• [Study text]
= Beginning of Section =
Monday, 27 February 2012
Wednesday, 22 February 2012
Tuesday, 21 February 2012
Having a riot
On a whim at the end of last year, a group of us decided to take advantage of the cheap fares to Ireland, and booked a long weekend in Cork. I've been wanting to go to Ireland for ages, so it was definitely something exciting to look forward to.
We headed off bright and early on Friday morning and arrived in Cork keen for a look around. Our first stop was down in the middle of town for a quick snack at the English Market, which was filled with all sorts of delicious food and has been going since 1788 which is pretty impressive! I tried a 'chester cake' which was extremely rich, and is basically a cake within pastry, covered in icing... It was one to share!
After a quick scoot around Cork we drove to Blarney Castle to check out the famous Blarney Stone, say hello to some horses, check out a poison garden and generally marvel over the technicolour of the green, green grass. It was a nice surprise just how interesting the whole grounds were - if you go don't just head straight to the castle!
From Blarney it was down to Cobh (pronounced Cove) which is on the coast and was where the Titanic stopped in on her ill-fated journey. After checking out the cathedral high up on the hill and the edge of the harbour, it was time for a late lunch. And this is where the incredibly friendly and accommodating locals came in for the first time - the pub didn't have food, but the cafe didn't have Guinness, so you can just bring your food down to the pub! Excellent. There were some old guys having a sing-a-long as well which contributed to a very Irish-sounding meal accompaniment!
From Cobh it was back to Cork to check in to our grand old hotel high up on the hill, then a quick walk down to town for dinner at the delicious Market Lane. I have to say, I wasn't expecting much from the food in Ireland, but I was very gladly mistaken - everything was delicious!
After a (very) hearty breakfast the next morning (who knew that you could get white and black pudding), it was off to St Anne's Shandon to try out hand at some campanology. What's that you say? Well, at this particular church you can actually ring the bells in their tower and they even provide music to try out. While I definitely feel very sorry for their neighbours as uneven peals of 'Jingle Bells' roll out across the city all day, it was so much fun! We got some pretty good tunes out and absolutely loved the friendly lady at the entrance who regaled us with some very entertaining stories.
After St Anne's it was off to Kinsale. This is another picturesque coastal town just down the road from Cork, but sadly seemed to be mostly closed until Easter - don't they know there are still a few tourists in winter! But the pub was open so we could watch some football and have some more Guinness - it's all about priorities.
From Kinsale we drove west to Kenmare where we stayed with Edel in her amazingly retro house - it was so perfectly preserved! Apparently Kenmare's a popular haunt with the oldies, and Edel said it was so lovely to have young folk in the house - I didn't want to disappoint her by saying we were all over 30... Kenmare's a very pretty town with loads of pubs and restaurants. We tried hot whiskey which is a delicious concoction of whiskey, hot water, lemon and cloves, and then had a feast at one of their restaurants - steaks the size of two fists put together!
= End of Section =
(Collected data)
= Beginning of Section =
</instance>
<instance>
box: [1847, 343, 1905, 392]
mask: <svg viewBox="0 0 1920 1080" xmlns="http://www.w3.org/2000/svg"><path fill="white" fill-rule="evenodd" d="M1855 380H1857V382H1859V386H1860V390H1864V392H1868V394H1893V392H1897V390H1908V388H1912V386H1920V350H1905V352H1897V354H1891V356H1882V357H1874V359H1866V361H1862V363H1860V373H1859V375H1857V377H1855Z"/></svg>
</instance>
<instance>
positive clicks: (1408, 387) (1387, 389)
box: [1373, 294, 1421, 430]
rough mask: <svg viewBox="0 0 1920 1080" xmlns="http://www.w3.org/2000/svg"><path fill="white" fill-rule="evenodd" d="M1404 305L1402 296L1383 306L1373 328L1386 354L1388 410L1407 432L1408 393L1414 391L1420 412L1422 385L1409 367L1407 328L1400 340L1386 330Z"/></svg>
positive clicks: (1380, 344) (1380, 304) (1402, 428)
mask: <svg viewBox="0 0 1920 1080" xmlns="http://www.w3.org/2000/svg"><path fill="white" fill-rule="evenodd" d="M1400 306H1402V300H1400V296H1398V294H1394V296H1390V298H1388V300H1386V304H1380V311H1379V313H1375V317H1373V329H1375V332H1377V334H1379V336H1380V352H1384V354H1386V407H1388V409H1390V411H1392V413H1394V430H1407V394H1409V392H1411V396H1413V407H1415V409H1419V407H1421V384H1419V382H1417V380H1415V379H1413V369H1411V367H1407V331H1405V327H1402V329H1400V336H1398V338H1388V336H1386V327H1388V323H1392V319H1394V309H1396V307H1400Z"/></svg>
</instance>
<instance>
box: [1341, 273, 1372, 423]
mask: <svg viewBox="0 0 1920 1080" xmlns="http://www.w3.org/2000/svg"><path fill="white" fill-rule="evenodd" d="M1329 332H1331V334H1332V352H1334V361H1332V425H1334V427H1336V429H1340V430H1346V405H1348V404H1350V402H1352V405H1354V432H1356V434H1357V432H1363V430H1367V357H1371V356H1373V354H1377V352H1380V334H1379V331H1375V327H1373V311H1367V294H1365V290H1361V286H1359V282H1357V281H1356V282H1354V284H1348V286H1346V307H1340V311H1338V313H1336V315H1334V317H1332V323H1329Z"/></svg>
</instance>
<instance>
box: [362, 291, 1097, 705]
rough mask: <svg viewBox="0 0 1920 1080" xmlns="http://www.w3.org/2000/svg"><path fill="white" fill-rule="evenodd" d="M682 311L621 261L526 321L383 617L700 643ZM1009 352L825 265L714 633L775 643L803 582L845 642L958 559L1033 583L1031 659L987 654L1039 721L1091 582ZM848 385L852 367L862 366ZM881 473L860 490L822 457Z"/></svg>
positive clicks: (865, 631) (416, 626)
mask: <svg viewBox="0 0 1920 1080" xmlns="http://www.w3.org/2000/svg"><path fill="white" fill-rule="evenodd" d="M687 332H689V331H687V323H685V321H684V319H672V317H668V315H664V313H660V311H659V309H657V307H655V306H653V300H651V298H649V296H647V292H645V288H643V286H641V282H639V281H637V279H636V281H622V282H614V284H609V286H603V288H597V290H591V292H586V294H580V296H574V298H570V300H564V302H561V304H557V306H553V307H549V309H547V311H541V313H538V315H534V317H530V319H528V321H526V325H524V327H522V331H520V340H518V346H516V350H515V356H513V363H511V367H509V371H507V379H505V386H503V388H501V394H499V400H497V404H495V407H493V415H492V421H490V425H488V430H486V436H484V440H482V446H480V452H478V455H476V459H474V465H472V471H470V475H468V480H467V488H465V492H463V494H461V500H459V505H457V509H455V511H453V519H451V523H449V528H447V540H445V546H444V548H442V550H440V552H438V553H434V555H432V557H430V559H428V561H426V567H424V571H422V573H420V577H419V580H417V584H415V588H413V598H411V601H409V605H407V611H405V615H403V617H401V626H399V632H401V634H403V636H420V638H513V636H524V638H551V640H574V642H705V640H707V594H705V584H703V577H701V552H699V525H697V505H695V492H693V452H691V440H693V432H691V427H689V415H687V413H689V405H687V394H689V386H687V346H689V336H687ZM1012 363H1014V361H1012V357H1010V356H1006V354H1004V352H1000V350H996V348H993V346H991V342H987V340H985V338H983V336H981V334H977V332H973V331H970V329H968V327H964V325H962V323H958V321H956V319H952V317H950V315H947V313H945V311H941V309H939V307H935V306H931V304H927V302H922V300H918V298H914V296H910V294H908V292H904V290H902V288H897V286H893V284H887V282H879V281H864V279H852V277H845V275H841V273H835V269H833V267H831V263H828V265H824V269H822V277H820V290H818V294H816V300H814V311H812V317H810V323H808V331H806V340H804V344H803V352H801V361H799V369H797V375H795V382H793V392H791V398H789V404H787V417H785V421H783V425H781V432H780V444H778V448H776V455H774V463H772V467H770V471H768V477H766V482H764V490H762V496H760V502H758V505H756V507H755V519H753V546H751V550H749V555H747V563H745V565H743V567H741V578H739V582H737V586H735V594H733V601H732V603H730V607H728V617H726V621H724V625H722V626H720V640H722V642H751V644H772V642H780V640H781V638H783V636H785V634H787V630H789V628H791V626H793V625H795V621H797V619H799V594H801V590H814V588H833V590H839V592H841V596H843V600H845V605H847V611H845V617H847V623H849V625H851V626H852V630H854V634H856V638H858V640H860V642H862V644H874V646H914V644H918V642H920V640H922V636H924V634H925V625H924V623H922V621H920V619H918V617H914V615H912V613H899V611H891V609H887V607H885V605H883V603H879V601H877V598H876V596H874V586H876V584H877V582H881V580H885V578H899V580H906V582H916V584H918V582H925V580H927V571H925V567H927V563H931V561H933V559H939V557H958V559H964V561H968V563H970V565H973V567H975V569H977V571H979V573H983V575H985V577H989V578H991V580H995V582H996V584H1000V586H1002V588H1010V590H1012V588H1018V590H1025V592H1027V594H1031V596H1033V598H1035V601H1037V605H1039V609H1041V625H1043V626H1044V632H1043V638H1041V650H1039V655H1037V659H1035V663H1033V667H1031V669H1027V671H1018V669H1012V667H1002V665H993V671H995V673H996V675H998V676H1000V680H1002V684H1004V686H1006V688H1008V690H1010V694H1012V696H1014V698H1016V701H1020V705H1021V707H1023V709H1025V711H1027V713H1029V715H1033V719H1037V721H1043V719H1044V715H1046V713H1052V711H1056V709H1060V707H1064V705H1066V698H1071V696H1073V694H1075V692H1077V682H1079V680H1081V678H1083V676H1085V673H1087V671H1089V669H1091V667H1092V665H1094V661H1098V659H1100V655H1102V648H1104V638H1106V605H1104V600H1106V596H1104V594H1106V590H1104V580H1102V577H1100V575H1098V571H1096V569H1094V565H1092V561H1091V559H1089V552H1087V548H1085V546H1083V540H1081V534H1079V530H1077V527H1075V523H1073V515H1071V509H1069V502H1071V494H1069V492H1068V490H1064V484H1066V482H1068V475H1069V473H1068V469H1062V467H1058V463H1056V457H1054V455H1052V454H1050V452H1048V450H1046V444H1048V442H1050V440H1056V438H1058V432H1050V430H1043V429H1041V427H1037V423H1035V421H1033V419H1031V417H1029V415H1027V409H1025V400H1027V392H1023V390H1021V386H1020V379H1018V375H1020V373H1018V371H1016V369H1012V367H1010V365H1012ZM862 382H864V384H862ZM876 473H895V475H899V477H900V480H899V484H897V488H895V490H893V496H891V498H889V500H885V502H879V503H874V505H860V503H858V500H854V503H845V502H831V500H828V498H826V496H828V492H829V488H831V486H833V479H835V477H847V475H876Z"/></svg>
= End of Section =
= Beginning of Section =
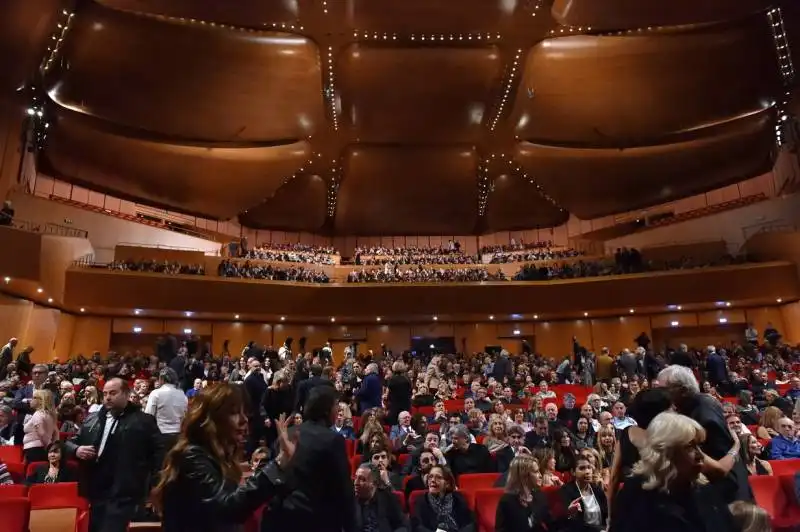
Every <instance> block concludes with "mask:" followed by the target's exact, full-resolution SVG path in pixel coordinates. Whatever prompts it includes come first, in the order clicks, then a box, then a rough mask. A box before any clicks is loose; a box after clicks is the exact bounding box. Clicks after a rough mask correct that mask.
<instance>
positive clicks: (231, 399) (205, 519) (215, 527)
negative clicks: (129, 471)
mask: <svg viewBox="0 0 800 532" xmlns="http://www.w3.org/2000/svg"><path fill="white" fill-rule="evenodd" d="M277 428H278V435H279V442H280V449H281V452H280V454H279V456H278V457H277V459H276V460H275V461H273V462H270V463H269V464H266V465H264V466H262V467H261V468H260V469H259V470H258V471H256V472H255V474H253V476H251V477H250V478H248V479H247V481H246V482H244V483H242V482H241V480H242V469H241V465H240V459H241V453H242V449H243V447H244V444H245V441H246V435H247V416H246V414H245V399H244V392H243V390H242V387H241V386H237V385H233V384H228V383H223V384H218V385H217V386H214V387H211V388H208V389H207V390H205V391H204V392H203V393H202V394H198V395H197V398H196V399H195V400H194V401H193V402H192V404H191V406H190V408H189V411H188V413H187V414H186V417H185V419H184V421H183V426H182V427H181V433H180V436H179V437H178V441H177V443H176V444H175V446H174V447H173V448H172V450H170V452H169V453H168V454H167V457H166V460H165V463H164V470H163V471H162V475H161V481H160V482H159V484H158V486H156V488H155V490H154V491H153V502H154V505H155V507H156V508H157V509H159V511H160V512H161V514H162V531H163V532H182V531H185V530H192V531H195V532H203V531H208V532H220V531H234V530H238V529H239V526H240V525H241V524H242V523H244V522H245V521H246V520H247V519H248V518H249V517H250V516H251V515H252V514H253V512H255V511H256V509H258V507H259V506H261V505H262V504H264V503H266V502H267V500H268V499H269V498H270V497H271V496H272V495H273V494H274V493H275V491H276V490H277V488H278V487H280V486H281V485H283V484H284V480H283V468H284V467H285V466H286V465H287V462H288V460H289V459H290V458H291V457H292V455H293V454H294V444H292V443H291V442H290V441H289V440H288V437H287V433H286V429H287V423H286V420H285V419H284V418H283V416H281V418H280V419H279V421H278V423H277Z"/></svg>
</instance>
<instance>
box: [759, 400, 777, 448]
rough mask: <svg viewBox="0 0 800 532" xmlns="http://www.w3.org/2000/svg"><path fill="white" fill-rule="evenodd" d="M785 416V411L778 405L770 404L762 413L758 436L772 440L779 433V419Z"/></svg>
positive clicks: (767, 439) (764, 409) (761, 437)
= End of Section =
• [Exercise instructions]
- A) Write out the portion of the Cork trip post between "We headed off" and "one to share!", inclusive.
- B) According to the Cork trip post, since what year has the English Market been going?

• [Solutions per task]
- A)
We headed off bright and early on Friday morning and arrived in Cork keen for a look around. Our first stop was down in the middle of town for a quick snack at the English Market, which was filled with all sorts of delicious food and has been going since 1788 which is pretty impressive! I tried a 'chester cake' which was extremely rich, and is basically a cake within pastry, covered in icing... It was one to share!

- B) 1788